Automatically Generating an HTML5-style Cache Manifest from the Command Line

HTML5 introduces the ability to cache content client-side so that often-used resources can be used without re-downloading them. This also enables a site to be viewed from the client when no network connection is available (i.e., offline viewing of the site).

In order for this to work, there are a few things one must do:

  1. Create a plain text file listing all of the resources that should be cached by the user agent (e.g., a web browser)— the cache manifest.
  2. Refer to that file in the opening html tag of every page that will use cached resources.
  3. Configure the web server so that the file is sent to the user agent with a specific MIME type: text/cache-manifest
  4. Regenerate the cache manifest any time you change the files in your site.
Once everything is setup properly, you can visit the site using your favorite web browser. Then, to test whether the caching has worked, you can turn off the network connection to your web browser’s computer and try reloading the page.


Step 1: Create the Cache Manifest

The cache manifest is a plain text file that lists each resource to cache. This file can be created with any plain text editor. A basic manifest contains a required header line indicating that it’s a cache manifest, followed by one resource per line.

CACHE MANIFEST
index.html
main.css
scripts/main.js
images/logo.png
images/banner.png

For sites using JavaScript libraries, such as jQuery, that can be a long list of files.
|---|
## [Problems and tasks]
[1] Using the page on HTML5 cache manifests above, decide whether each statement agrees with it, answering yes or no and quoting the words that settle it. (a) The server must send the cache manifest with the MIME type text/cache-manifest. (b) Creating the cache manifest requires a special editor. (c) The cache manifest needs to be generated only once, when the site is first set up.
[2] Summarize the page on HTML5 cache manifests above in two sentences.

## [Collected data]
|---|
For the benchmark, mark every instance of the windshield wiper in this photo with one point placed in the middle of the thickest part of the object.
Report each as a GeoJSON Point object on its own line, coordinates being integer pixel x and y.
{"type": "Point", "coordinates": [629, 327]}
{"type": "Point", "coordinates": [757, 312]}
|---|
## [Solutions per task]
[1]
(a) Yes: "Configure the web server so that the file is sent to the user agent with a specific MIME type: text/cache-manifest"
(b) No: "This file can be created with any plain text editor."
(c) No: "Regenerate the cache manifest any time you change the files in your site."

[2] HTML5 can cache content client-side, so often-used resources don't have to be downloaded again and a site can be viewed offline. Making this work means creating a plain text cache manifest that starts with a required header line and lists one resource per line, referring to it in the opening html tag of each page, serving it with the MIME type text/cache-manifest, and regenerating it whenever the site's files change.